[TEXT FOR ANALYSIS]
Monday, Sep. 28, 1942
A Million Have Died
Sorrow for Stalingrad tempered Russia's somber pride in Leningrad. The tsar-made city on the Baltic, entering its second year of siege, presented to Russia and the world an epic of agony and heroism which in its duration and sustained intensity exceeded even the siege of Sevastopol.
One year ago, Field Marshal Wilhelm Ritter von Leeb threw three armies around the city. He failed to take it by storm. He then settled down to reduce it by attrition. Early in the siege, warehouses chocked with food enough for three years were destroyed by German bombers. The air was acrid with burning wheat. Gutters ran with melted chocolate.
A terrible decision had to be made--who should eat? From limited food stocks, soldiers and defense workers were fed enough to keep them going. The rest of the city's 3,000,000 men, women & children were given only 125 grams of bread a day --about a slice and a half. From starvation, cold, disease and German bombs more than 1,000,000 died. The rest fought on.
The major part of its vast machine-tool, precision-instrument and other industries had been moved beyond the Urals. So Leningrad, to produce its own guns and shells, had to depend on the remaining fraction of its industries.
The sacrifice helped prevent the German from shattering Russia's Murmansk supply route and enabled Russia to keep Kronstadt, its last base in the Baltic. From Kronstadt Russian submarines and other survivors of the Red Fleet last week were still harassing Axis ships in the Gulf of Finland. On the Karelian Isthmus Russian soldiers were still holding off Finnish assaults. Leeb's armies, which once had plunged 125 miles east, now had been pushed back 100 miles and were holding a corridor only eight miles wide stretching north to Lake Ladoga (see map). Against both sides of the corridor the Russians were pressing hard.
A talisman in time of Russia's distress, Leningrad stood firm.
[/TEXT FOR ANALYSIS]
[DATA BELOW]
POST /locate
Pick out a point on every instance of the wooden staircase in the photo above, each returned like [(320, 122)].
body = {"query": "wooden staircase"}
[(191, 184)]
[/DATA BELOW]
### REQUIRED WORK
- a) Answer these questions from the Leningrad article:
(i) How much bread per day was given to the city's residents other than soldiers and defense workers?
(ii) Which Baltic base did the sacrifice enable Russia to keep?
(iii) How wide was the corridor held by Leeb's armies?
- b) Please print the passage of the Leningrad article that opens with the words containing "One year ago, Field" and closes with "with melted chocolate.".

### TASK RESPONSES
- a)
(i) 125 grams a day, about a slice and a half.
(ii) Kronstadt, its last base in the Baltic.
(iii) Eight miles wide.

- b)
One year ago, Field Marshal Wilhelm Ritter von Leeb threw three armies around the city. He failed to take it by storm. He then settled down to reduce it by attrition. Early in the siege, warehouses chocked with food enough for three years were destroyed by German bombers. The air was acrid with burning wheat. Gutters ran with melted chocolate.